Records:
──────────────────────────────

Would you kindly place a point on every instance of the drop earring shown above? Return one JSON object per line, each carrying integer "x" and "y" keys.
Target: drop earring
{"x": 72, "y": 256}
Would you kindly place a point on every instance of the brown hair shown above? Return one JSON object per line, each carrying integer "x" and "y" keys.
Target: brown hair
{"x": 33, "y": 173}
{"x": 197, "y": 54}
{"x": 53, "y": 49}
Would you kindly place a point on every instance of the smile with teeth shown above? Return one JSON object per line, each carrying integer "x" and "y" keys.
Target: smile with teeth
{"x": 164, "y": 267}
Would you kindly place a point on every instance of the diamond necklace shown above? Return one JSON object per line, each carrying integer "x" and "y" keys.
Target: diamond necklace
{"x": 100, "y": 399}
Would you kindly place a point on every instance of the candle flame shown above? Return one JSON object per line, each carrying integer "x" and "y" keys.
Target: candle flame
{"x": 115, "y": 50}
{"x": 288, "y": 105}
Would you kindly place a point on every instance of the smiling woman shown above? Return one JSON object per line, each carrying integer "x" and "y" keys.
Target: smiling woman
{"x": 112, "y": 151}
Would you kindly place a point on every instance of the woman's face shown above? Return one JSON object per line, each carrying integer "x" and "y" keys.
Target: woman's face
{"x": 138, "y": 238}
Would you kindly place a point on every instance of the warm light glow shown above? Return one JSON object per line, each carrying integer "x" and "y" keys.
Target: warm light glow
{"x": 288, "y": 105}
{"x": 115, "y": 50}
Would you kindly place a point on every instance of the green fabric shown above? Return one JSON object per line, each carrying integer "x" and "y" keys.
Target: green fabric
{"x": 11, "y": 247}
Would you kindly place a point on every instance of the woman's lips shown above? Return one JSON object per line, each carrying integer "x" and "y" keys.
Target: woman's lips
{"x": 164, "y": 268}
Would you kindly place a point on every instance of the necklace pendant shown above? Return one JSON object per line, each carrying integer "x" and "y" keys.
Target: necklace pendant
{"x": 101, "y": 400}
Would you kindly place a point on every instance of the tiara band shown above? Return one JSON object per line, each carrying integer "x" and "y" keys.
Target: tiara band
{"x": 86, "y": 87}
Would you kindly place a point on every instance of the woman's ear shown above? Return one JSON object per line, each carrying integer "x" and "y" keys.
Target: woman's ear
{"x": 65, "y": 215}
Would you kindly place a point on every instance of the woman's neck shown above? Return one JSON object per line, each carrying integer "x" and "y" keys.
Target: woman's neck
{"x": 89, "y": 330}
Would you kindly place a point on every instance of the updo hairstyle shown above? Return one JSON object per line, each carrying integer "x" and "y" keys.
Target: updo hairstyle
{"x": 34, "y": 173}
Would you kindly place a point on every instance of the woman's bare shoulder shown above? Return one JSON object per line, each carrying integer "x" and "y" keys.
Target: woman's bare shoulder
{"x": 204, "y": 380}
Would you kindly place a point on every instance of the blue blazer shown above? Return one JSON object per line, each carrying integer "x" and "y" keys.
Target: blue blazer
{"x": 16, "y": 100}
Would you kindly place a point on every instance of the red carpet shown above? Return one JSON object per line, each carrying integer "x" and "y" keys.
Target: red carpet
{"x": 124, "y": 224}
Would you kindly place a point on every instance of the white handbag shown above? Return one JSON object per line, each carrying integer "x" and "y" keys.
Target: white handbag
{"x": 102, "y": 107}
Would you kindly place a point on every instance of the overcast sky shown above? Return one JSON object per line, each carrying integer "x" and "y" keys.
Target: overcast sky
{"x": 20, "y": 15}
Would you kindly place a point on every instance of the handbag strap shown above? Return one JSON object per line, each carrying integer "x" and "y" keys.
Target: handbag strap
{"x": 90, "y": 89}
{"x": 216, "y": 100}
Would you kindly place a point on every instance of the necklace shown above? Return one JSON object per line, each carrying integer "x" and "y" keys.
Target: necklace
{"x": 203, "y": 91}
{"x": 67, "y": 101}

──────────────────────────────

**THE PROBLEM:** Write out every entry word for word.

**RESULT OF THE EXERCISE:**
Would you kindly place a point on every instance of the drop earring shown above? Return one JSON object per line, each carrying integer "x" and "y" keys.
Target: drop earring
{"x": 72, "y": 256}
Would you kindly place a point on every instance of the brown hair shown above? Return one JSON object per line, each carrying integer "x" and "y" keys.
Target: brown hair
{"x": 33, "y": 173}
{"x": 197, "y": 54}
{"x": 53, "y": 49}
Would you kindly place a point on every instance of the smile with teeth shown above? Return one JSON object per line, each carrying integer "x" and "y" keys.
Target: smile with teeth
{"x": 164, "y": 267}
Would you kindly place a point on every instance of the diamond necklace shown above? Return one JSON object per line, each carrying integer "x" and "y" keys.
Target: diamond necklace
{"x": 100, "y": 399}
Would you kindly place a point on every instance of the candle flame shown above? Return one JSON object per line, each carrying integer "x" and "y" keys.
Target: candle flame
{"x": 115, "y": 50}
{"x": 288, "y": 105}
Would you kindly place a point on every instance of the smiling woman shown above? Return one JSON object per line, each carrying integer "x" and "y" keys.
Target: smiling woman
{"x": 112, "y": 151}
Would you kindly place a point on every instance of the woman's face shown above? Return one JSON object per line, each carrying integer "x" and "y" keys.
Target: woman's face
{"x": 138, "y": 238}
Would you kindly place a point on every instance of the warm light glow shown above? Return one JSON object per line, each carrying integer "x" and "y" keys.
Target: warm light glow
{"x": 288, "y": 105}
{"x": 115, "y": 50}
Would you kindly place a point on every instance of the green fabric shown above? Return one JSON object per line, each carrying integer "x" and "y" keys.
Target: green fabric
{"x": 11, "y": 247}
Would you kindly place a point on every instance of the woman's lips shown above? Return one JSON object per line, each carrying integer "x" and "y" keys.
Target: woman's lips
{"x": 164, "y": 268}
Would you kindly place a point on every instance of the necklace pendant shown above? Return one JSON object per line, each carrying integer "x" and "y" keys.
Target: necklace pendant
{"x": 101, "y": 400}
Would you kindly place a point on every instance of the tiara band shown above? Return one JSON object per line, each carrying integer "x" and "y" keys.
Target: tiara band
{"x": 86, "y": 87}
Would you kindly place a point on every instance of the woman's ear shown above? Return one JSON object per line, each carrying integer "x" and "y" keys.
Target: woman's ear
{"x": 65, "y": 215}
Would you kindly place a point on every instance of the woman's neck shown above? Return one JSON object per line, each carrying integer "x" and "y" keys.
Target: woman's neck
{"x": 89, "y": 330}
Would you kindly place a point on every instance of the updo hairstyle shown above? Return one JSON object per line, each carrying integer "x" and "y" keys.
Target: updo hairstyle
{"x": 34, "y": 173}
Would you kindly place a point on every instance of the woman's bare shoulder shown above? Return one JSON object per line, each carrying integer "x" and "y" keys.
Target: woman's bare shoulder
{"x": 204, "y": 380}
Would you kindly place a point on every instance of the blue blazer shown above? Return one JSON object per line, each carrying integer "x" and "y" keys.
Target: blue blazer
{"x": 16, "y": 100}
Would you kindly place a point on every instance of the red carpet shown above? Return one JSON object per line, each carrying integer "x" and "y" keys.
Target: red carpet
{"x": 124, "y": 224}
Would you kindly place a point on every instance of the white handbag shown above? Return one JSON object per line, each carrying integer "x" and "y" keys.
Target: white handbag
{"x": 102, "y": 107}
Would you kindly place a point on every instance of the overcast sky shown above? Return one JSON object per line, each carrying integer "x" and "y" keys.
Target: overcast sky
{"x": 20, "y": 15}
Would you kindly place a point on every instance of the handbag strap shown above? Return one JSON object per line, each carrying integer "x" and "y" keys.
Target: handbag strap
{"x": 90, "y": 89}
{"x": 216, "y": 100}
Would you kindly place a point on every instance of the necklace shown above? Return one JSON object per line, each carrying integer "x" and "y" keys.
Target: necklace
{"x": 203, "y": 91}
{"x": 67, "y": 101}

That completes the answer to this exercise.